━━━ Source
Russian President Vladimir Putin sought a confrontation with the West and he got one. So now what?
Diplomatic efforts to defuse the crisis appear to have stalled. In the past month, Putin has escalated his long proxy war in two eastern provinces and accelerated a massive Russian troop buildup that now surrounds Ukraine on three sides. The United States, in response, has put thousands of troops on high alert, while European allies are sending weapons and ammunition to Ukraine and NATO’s eastern flank. President Joe Biden is weighing a range of further measures, from severe economic sanctions to sending troops.
At the center of it all is Putin, an enigmatic leader with a quest for power and a deep resentment of the West. With the world watching for a possible war, we reached out to the smartest Russia and Putin watchers we know to ask what might be next — and what the U.S. should do.
These observers are the first to tell you that Putin is impossible to predict — but we asked them to do it anyway. Some said they expect Putin to invade, while others believe he is likely to give diplomacy more time. Some pointed to key experiences in Putin’s personal history that could impact how the crisis plays out. And when asked how Biden should respond, our experts offered a wide spectrum of options, from sending more troops into the region to taking Russia’s concerns more seriously to toning down the rhetoric from Washington.
Here’s what they said.
What do you expect Putin to do next?
Shevtsova: President Putin has become a “Master of Suspense” — Hitchcock would be jealous! Suspense provokes confusion in the West, whereas war could unite the West. So far, escalation has worked, forcing the West to look for a deal with the Kremlin. Putin’s challenge now is to prevent suspense from turning into a bluff. In the end he will have to choose between war and farce — which means humiliation, and he is not ready for that.
━━━━━━
━━━ Entries supplied
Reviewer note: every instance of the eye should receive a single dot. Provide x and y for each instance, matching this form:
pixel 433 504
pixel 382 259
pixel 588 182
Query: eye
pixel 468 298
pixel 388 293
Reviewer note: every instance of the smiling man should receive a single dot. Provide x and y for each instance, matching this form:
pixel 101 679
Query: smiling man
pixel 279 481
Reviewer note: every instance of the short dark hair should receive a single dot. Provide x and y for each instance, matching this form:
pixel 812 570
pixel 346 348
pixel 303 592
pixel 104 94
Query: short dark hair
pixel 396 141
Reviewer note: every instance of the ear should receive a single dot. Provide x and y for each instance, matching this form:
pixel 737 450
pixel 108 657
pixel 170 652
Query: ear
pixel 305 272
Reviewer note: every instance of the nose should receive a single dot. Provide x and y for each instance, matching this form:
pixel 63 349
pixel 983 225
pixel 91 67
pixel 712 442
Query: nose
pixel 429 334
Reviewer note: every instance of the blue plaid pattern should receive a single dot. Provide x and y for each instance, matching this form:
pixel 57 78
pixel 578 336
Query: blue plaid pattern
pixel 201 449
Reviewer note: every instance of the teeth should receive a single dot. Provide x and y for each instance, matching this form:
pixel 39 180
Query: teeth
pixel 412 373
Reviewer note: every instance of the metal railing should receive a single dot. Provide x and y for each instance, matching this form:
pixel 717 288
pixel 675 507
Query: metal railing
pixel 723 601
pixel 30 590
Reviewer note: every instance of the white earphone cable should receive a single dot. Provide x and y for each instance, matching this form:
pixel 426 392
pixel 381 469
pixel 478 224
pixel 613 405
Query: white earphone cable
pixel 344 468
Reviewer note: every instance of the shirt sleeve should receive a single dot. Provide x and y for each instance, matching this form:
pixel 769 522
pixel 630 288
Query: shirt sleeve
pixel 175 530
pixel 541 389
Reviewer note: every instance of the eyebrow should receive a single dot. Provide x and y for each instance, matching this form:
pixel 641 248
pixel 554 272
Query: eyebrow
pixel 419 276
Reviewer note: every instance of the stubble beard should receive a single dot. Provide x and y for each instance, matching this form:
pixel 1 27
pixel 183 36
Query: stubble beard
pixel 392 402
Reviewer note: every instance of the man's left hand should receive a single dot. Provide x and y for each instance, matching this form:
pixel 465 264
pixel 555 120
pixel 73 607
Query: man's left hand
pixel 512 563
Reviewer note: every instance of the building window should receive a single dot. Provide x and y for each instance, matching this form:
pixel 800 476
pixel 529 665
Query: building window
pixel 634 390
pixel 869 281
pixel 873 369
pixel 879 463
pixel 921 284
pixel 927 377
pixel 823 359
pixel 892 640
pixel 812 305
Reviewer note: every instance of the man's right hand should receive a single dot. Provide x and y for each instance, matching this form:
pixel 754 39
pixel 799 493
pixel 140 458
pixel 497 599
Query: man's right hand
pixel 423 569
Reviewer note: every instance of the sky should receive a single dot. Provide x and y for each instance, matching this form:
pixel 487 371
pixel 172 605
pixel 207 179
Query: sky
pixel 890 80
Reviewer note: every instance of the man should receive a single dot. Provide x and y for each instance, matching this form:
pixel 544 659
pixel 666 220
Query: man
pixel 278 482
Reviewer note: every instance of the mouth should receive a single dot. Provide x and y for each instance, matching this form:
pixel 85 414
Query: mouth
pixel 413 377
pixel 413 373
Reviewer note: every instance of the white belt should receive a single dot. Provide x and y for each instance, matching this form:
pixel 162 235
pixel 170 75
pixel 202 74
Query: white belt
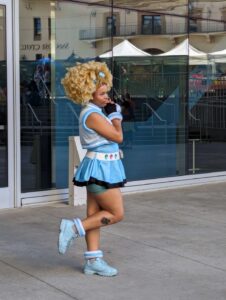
━━━━━━
§ Task instructions:
• a. List every person the article on Putin and the Ukraine crisis names.
• b. In the entries, copy out word for word every line from the one containing "Reviewer note: every instance of the blue" through the one containing "pixel 890 80", with both of those lines included.

§ Correct answers:
• a. Vladimir Putin, Joe Biden, Shevtsova, Hitchcock

• b.
Reviewer note: every instance of the blue plaid pattern should receive a single dot. Provide x and y for each instance, matching this form:
pixel 57 78
pixel 578 336
Query: blue plaid pattern
pixel 201 449
Reviewer note: every instance of the teeth should receive a single dot. Provide x and y for each instance, matching this form:
pixel 39 180
Query: teeth
pixel 412 373
Reviewer note: every instance of the metal railing should receive a single dot. Provide x and y for each instance, matching this form:
pixel 717 288
pixel 675 507
Query: metal railing
pixel 723 601
pixel 30 590
Reviewer note: every instance of the white earphone cable should receive a single dot. Provide x and y for each instance, matching this form:
pixel 426 392
pixel 381 469
pixel 478 224
pixel 613 405
Query: white earphone cable
pixel 344 468
Reviewer note: every instance of the shirt sleeve should receive a single dot. Provide x and y for each instance, matching this form:
pixel 769 522
pixel 630 288
Query: shirt sleeve
pixel 175 530
pixel 541 389
Reviewer note: every instance of the eyebrow should receive a single dot. Provide x and y for each instance, matching this form:
pixel 641 248
pixel 554 272
Query: eyebrow
pixel 419 276
Reviewer note: every instance of the stubble beard should receive a single dot. Provide x and y for each instance, matching this form:
pixel 1 27
pixel 183 36
Query: stubble beard
pixel 392 402
Reviewer note: every instance of the man's left hand should receive a single dot. Provide x and y for each instance, matching this form:
pixel 465 264
pixel 555 120
pixel 73 607
Query: man's left hand
pixel 512 563
Reviewer note: every instance of the building window should receive a single dot. Provide x and y for each instance, matching this form:
pixel 800 476
pixel 529 665
Query: building window
pixel 634 390
pixel 869 281
pixel 873 369
pixel 879 463
pixel 921 284
pixel 927 377
pixel 823 359
pixel 892 640
pixel 812 305
Reviewer note: every instance of the man's right hand should receive a single dot. Provide x and y for each instance, matching this form:
pixel 754 39
pixel 799 493
pixel 140 458
pixel 497 599
Query: man's right hand
pixel 423 569
Reviewer note: every instance of the sky should receive a single dot. Provide x and y for each instance, matching this form:
pixel 487 371
pixel 172 605
pixel 207 179
Query: sky
pixel 890 80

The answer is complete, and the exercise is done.